━━━ Document source

Du côté des offres en revanche, les concurrents de Cityscoot arrivent avec des innovations, comme la présence de deux casques dans les scooters chez Lime et Cooltra. Selon Cooltra, près d'un tiers des trajets se font avec un passager derrière le pilote. "Cela fait un an que nous savions que la concurrence arrivait, nous avons donc investi en R&D pour améliorer le service plutôt que nous demander comment monétiser ce monopole", contre-attaque Bertrand Altmayer, directeur général de Cityscoot. Ses équipes R&D ont développé un coffre propriétaire qui permet d'accueillir un deuxième casque et peut détecter leur présence. Une partie des scooters de la flotte est en train d'en être équipée. La start-up développe aussi son propre porte-téléphone, afin de permettre aux clients d'utiliser leurs smartphones comme GPS pendant leurs trajets. D'autres nouveautés seront annoncées à la rentrée.  

Rien à gagner pour Cityscoot

Nos quatre concurrents n'abordent en tout cas pas l'appel d'offres dans la même position. Le leader du marché Cityscoot a tout à y perdre. Un peu comme Lime à l'époque de l'appel d'offres pour les trottinettes, Cityscoot aurait plutôt intérêt à maintenir un marché ouvert qu'elle a de grandes chances de dominer vu son ancienneté sur place et la puissance de sa marque. On peut juger que la start-up a de grandes chances d'être sélectionnée, étant le seul opérateur français du lot, et qui a toujours su entretenir de bons rapports avec la mairie sans s'attirer les mêmes remontrances que les opérateurs de trottinettes. Mais elle remet tout de même en jeu son plus gros marché, donc une énorme partie de son chiffre d'affaires. Et même si Cityscoot était sélectionné, rien ne dit que la mairie de Paris ne choisira pas un nombre maximum d'appareils par opérateur (pour l'instant inconnu) inférieur aux 4 000 engins actuellement déployés par Cityscoot à Paris. Même en gagnant, l'entreprise pourrait donc voir baisser son chiffre d'affaires si elle était forcée de réduire la taille de sa flotte. "C'est un risque et un potentiel problème", reconnaît Bertrand Altmayer.

━━━━━━
━━━ Contenu des données

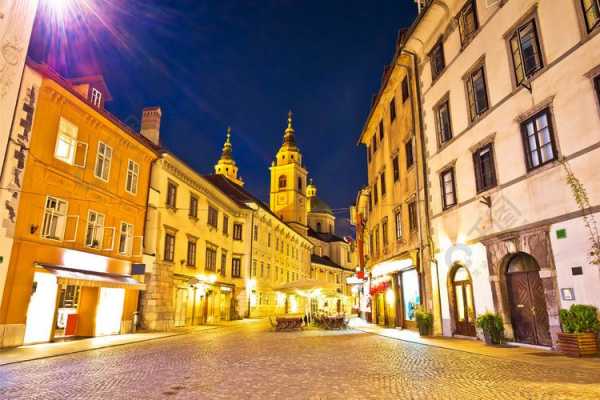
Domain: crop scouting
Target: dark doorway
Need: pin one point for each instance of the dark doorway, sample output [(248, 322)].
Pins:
[(464, 309), (527, 301)]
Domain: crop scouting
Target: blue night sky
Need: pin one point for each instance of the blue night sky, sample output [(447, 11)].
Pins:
[(243, 64)]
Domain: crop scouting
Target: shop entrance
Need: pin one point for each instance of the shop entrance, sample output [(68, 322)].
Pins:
[(464, 310), (527, 299)]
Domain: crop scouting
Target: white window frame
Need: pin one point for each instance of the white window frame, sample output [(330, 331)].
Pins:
[(51, 212), (96, 97), (106, 158), (133, 170), (128, 232), (95, 227), (67, 131)]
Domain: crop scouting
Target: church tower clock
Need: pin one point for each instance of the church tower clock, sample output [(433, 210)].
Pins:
[(288, 183)]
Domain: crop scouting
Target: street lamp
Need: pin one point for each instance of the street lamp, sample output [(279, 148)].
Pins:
[(250, 286)]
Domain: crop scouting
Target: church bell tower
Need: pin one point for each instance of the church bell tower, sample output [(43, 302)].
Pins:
[(288, 183)]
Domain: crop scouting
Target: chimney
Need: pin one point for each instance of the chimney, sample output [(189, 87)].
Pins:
[(150, 128)]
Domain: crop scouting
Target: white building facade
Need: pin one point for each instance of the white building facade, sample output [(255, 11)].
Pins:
[(510, 99)]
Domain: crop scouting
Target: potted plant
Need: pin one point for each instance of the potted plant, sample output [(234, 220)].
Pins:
[(580, 327), (424, 321), (492, 326)]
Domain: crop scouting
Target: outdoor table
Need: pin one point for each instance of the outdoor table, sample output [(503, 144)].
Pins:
[(334, 322), (289, 322)]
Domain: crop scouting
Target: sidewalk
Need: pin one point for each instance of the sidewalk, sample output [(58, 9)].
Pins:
[(535, 355), (46, 350)]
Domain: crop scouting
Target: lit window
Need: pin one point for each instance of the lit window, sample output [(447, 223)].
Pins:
[(55, 217), (96, 97), (591, 10), (477, 93), (103, 160), (448, 188), (133, 172), (66, 141), (126, 238), (539, 140), (525, 48), (95, 230), (467, 22)]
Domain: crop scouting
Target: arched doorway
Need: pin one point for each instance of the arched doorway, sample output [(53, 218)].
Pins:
[(464, 309), (529, 316)]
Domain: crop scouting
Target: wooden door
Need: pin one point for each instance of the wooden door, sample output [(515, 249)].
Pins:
[(464, 309), (528, 308)]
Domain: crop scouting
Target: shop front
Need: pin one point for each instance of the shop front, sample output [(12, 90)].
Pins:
[(62, 294), (395, 290)]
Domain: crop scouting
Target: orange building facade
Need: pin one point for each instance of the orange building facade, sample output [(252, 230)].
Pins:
[(79, 182)]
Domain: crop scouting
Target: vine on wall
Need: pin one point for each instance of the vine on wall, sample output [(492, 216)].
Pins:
[(583, 202)]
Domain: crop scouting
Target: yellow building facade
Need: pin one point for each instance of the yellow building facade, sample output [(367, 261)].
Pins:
[(78, 212)]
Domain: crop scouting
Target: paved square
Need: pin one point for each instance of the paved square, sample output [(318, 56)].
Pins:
[(249, 361)]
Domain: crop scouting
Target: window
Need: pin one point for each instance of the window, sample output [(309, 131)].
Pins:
[(438, 62), (405, 89), (95, 230), (225, 225), (191, 254), (169, 254), (526, 54), (410, 160), (237, 231), (375, 193), (539, 140), (171, 195), (66, 141), (211, 258), (448, 188), (223, 271), (55, 218), (125, 238), (133, 172), (467, 22), (412, 216), (396, 167), (398, 217), (193, 211), (213, 217), (591, 10), (236, 267), (485, 172), (384, 232), (96, 97), (477, 93), (444, 125), (103, 159)]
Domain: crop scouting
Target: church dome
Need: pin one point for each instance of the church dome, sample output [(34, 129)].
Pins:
[(317, 205)]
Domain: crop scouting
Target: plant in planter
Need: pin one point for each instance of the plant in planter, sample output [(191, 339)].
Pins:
[(492, 326), (580, 327), (424, 321)]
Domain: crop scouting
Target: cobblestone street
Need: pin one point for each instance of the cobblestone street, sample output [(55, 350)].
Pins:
[(250, 361)]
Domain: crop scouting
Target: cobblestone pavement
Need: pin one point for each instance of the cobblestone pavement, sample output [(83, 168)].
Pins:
[(249, 361)]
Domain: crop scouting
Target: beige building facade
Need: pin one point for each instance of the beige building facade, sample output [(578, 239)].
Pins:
[(510, 102)]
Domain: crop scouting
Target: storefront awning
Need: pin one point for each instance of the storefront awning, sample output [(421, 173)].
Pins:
[(69, 276)]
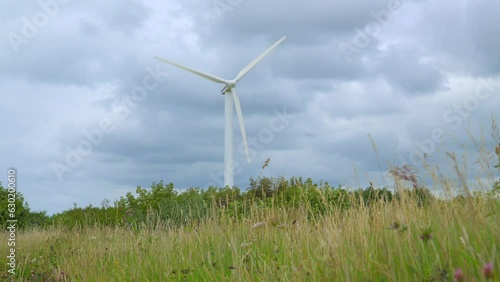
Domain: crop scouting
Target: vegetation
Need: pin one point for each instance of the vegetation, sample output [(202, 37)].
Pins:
[(276, 230)]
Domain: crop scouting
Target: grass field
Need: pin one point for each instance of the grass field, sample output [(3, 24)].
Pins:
[(396, 241)]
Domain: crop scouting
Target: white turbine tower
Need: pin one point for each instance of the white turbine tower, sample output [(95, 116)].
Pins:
[(230, 92)]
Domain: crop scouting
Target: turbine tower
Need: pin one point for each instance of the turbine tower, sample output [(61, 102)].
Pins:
[(229, 91)]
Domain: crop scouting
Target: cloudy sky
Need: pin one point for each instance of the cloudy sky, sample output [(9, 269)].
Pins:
[(88, 114)]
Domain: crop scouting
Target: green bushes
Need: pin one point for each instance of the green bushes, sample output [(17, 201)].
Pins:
[(164, 204)]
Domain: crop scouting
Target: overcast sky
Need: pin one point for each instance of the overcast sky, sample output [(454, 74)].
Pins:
[(88, 114)]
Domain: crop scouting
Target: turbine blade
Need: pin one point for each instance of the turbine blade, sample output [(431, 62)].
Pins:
[(242, 124), (199, 73), (250, 66)]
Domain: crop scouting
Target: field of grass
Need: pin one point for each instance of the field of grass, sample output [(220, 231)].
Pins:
[(388, 241)]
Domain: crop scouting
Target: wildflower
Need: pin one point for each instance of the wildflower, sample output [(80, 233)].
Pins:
[(459, 275), (395, 225), (258, 224), (426, 235), (488, 270)]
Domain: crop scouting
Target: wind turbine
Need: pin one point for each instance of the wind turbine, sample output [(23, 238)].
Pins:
[(229, 91)]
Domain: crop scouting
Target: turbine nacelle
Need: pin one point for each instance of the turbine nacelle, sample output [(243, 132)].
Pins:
[(229, 85), (231, 98)]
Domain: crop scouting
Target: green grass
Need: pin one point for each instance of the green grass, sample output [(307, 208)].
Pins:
[(271, 244)]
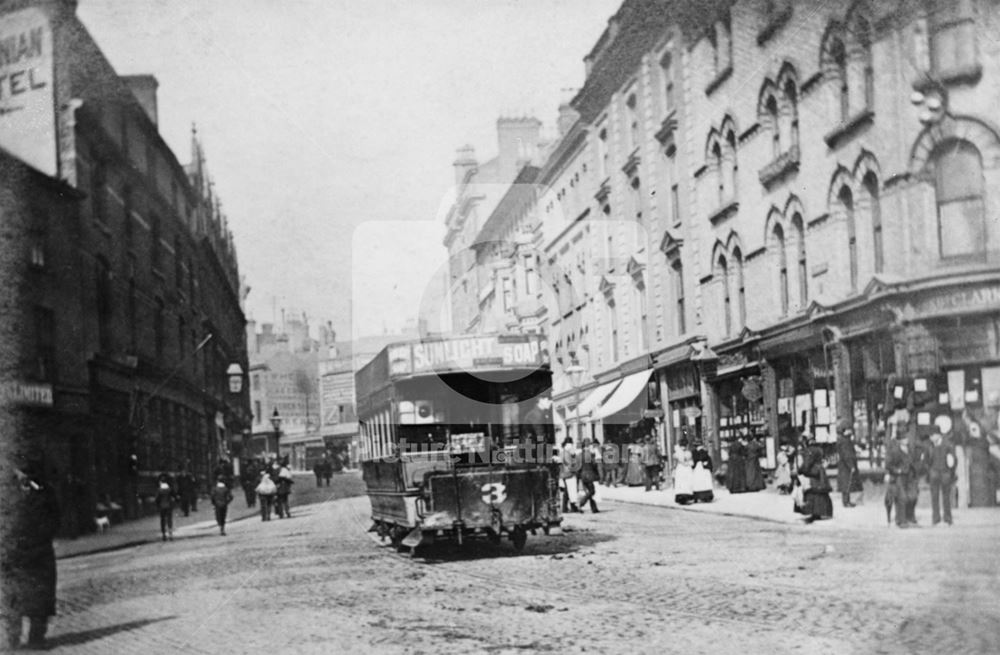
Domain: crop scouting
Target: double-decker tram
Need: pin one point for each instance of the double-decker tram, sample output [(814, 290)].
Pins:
[(456, 439)]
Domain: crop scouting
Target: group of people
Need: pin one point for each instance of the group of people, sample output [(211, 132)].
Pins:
[(693, 471)]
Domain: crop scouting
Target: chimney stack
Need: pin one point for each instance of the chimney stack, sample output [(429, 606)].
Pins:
[(144, 89)]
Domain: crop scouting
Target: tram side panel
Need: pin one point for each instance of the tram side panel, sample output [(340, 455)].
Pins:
[(495, 499)]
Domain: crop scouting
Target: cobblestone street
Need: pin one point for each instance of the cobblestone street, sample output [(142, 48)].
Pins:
[(631, 578)]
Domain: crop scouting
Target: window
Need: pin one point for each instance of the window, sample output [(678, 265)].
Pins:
[(800, 244), (668, 82), (959, 189), (158, 329), (741, 296), (45, 344), (155, 246), (104, 303), (846, 199), (678, 270), (953, 36), (723, 272), (870, 184), (771, 108), (838, 56), (779, 246), (632, 116), (98, 193), (613, 327)]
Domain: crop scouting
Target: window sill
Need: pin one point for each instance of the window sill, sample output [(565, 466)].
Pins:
[(847, 129), (970, 74), (717, 81), (784, 164), (773, 25), (725, 211)]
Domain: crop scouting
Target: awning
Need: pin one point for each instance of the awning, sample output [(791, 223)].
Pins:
[(593, 400), (630, 387)]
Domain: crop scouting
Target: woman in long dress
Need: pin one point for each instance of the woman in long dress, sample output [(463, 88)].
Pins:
[(701, 478), (636, 474), (684, 479), (812, 474)]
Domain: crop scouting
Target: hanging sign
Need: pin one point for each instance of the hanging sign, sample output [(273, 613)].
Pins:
[(27, 105)]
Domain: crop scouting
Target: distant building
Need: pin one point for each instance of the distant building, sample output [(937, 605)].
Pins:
[(128, 304)]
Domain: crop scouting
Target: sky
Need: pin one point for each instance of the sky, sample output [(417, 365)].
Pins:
[(330, 127)]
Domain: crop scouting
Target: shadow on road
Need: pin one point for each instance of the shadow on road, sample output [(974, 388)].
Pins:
[(82, 637)]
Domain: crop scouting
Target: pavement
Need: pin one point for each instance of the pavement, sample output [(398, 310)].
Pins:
[(146, 530), (770, 505), (765, 505)]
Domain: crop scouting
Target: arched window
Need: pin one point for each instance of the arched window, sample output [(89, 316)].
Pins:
[(722, 268), (771, 107), (870, 184), (792, 117), (800, 245), (779, 246), (959, 190), (720, 174), (838, 57), (105, 307), (731, 164), (741, 296), (846, 199)]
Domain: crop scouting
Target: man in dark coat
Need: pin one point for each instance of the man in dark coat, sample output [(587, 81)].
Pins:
[(28, 559), (903, 465), (847, 463)]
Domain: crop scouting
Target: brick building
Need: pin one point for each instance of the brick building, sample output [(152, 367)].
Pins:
[(129, 275)]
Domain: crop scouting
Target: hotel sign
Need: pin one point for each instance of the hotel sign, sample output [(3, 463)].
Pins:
[(27, 105), (25, 393), (960, 301)]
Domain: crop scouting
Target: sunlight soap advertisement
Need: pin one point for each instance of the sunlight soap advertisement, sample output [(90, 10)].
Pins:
[(27, 114)]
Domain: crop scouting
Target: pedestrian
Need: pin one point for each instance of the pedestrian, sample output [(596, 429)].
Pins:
[(266, 489), (941, 464), (701, 477), (318, 471), (589, 474), (610, 458), (684, 479), (902, 464), (651, 463), (568, 465), (221, 496), (165, 498), (816, 503), (284, 491), (847, 463), (28, 559)]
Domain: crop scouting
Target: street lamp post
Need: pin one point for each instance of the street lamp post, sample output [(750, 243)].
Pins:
[(276, 424), (575, 372)]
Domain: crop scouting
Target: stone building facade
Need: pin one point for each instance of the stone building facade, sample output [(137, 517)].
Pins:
[(133, 281)]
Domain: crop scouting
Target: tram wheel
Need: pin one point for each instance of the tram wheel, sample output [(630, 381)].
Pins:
[(518, 536)]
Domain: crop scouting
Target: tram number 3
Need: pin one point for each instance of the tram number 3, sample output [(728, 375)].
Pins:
[(494, 493)]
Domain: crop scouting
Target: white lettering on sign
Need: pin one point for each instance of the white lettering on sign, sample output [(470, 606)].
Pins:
[(494, 493), (27, 112)]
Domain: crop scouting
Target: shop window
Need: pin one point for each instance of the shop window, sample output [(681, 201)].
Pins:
[(779, 246), (952, 36), (959, 190), (846, 200), (45, 344), (870, 184), (801, 268)]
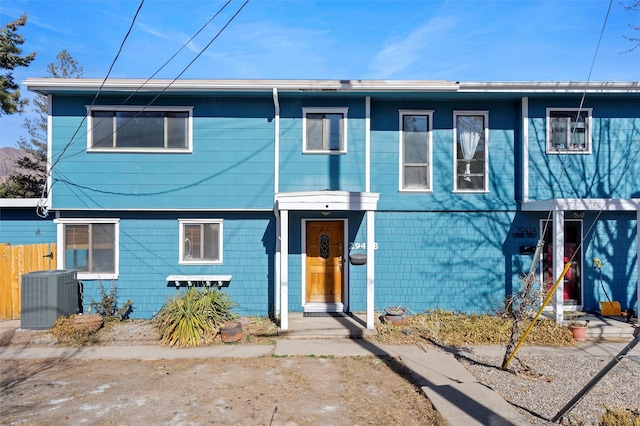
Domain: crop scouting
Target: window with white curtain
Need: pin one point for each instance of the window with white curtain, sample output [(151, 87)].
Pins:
[(200, 241), (415, 150), (568, 131), (470, 137)]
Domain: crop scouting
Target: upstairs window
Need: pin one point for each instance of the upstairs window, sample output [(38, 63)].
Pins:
[(470, 138), (139, 129), (568, 131), (200, 241), (324, 130), (415, 150)]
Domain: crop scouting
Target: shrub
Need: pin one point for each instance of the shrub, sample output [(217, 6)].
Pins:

━━━━━━

Travail demandé:
a) Citez toutes les entreprises de scooters en partage nommées dans l'article sur Cityscoot.
b) D'après l'article sur Cityscoot, pourquoi l'entreprise pourrait-elle voir son chiffre d'affaires baisser même si elle remporte l'appel d'offres ? Répondez en une à trois phrases.
c) Poursuivez l'article sur Cityscoot à partir de sa dernière phrase.

Réponses:
a) Cityscoot, Lime et Cooltra.

b) La mairie de Paris pourrait fixer un nombre maximum d'appareils par opérateur inférieur aux 4 000 engins que Cityscoot déploie actuellement à Paris. L'entreprise serait alors forcée de réduire la taille de sa flotte, ce qui ferait baisser son chiffre d'affaires.

c)
La vitrine multimodale de Lime menacée

Du côté de Lime, les enjeux en termes de revenus ne sont pas aussi élevés que pour Cityscoot, puisque la start-up débute sur ce segment des scooters électriques. Mais cet appel d'offres revêt tout de même une importance particulière pour l'entreprise, car Paris est l'une des seules villes au monde, où elle propose à la fois vélos, trottinettes et scooters. La capitale française est donc une vitrine de sa stratégie, qui consiste à multiplier les moyens de transport, afin d'avoir toujours un appareil, quel qu'il soit, à proximité des utilisateurs. "C'est important dans n'importe quelle ville du monde, mais encore plus à Paris, nous ne nous en cachons pas", lâche Antoine Bluy.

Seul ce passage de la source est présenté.